• [Records for this exercise]:
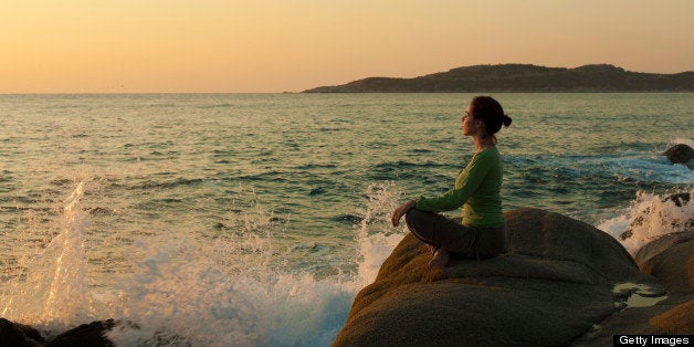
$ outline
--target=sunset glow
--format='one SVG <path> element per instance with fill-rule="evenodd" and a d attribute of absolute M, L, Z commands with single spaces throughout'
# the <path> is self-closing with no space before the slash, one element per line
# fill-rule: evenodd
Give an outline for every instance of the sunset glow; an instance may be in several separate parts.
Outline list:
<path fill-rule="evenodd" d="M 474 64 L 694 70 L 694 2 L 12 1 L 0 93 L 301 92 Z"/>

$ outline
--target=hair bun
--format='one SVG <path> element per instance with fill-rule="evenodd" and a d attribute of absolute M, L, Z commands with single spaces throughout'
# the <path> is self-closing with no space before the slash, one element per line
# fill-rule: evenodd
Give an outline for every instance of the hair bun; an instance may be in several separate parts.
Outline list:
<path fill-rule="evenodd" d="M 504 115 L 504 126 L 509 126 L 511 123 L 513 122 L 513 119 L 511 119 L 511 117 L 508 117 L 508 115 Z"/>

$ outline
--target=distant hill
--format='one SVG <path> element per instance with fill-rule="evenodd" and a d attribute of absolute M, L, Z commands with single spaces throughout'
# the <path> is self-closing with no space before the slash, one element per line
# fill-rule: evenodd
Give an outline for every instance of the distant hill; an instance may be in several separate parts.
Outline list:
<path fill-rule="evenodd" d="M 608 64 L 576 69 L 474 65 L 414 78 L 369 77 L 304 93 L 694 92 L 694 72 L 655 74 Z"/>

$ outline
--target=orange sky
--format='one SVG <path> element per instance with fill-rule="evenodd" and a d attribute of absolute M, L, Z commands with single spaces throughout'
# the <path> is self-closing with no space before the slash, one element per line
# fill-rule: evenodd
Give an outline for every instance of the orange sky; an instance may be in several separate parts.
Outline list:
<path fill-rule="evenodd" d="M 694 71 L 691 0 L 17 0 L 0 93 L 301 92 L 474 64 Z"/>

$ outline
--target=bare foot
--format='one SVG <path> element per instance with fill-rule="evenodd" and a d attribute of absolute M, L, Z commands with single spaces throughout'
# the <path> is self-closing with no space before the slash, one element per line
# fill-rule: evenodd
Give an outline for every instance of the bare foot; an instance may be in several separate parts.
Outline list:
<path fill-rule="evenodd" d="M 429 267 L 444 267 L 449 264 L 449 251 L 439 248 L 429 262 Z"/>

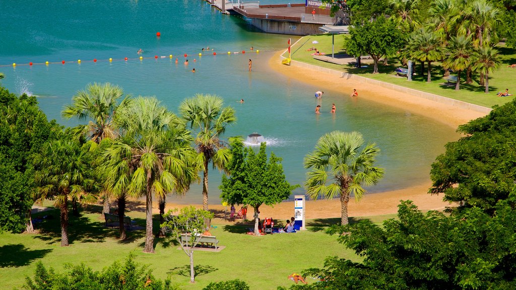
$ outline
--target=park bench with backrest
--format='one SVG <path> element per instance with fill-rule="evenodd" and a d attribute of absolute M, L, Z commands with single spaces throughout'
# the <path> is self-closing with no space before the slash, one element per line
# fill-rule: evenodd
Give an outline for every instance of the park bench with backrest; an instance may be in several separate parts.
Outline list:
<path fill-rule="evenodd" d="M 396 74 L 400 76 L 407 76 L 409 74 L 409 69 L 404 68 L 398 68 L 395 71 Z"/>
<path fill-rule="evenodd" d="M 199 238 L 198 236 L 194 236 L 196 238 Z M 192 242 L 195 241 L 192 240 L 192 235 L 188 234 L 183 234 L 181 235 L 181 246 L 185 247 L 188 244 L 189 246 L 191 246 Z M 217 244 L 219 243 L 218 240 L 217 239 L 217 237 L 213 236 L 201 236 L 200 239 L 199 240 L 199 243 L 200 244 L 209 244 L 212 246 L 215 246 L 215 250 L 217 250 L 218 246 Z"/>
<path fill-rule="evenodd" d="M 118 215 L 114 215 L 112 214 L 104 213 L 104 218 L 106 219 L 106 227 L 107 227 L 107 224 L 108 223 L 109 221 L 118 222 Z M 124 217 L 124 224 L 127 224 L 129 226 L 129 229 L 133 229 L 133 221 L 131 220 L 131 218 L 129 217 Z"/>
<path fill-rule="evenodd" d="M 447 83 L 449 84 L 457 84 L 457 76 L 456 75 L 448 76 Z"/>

• [Set exercise]:
Return each line from the listing above that contains the string "Give".

• [Solution to the exercise]:
Give an outline for every instance of the sunset glow; an instance may be in several separate parts.
Give an outline for every instance of the hair bun; an instance may be in several separate parts.
Give an outline for every instance of the distant hill; an instance may be in several separate parts.
Give an outline for every instance of the orange sky; an instance may be in several separate parts.
Give an outline for every instance of the bare foot; an instance may be in several separate parts.
Give an outline for every instance of the park bench with backrest; an instance may be in several separate parts.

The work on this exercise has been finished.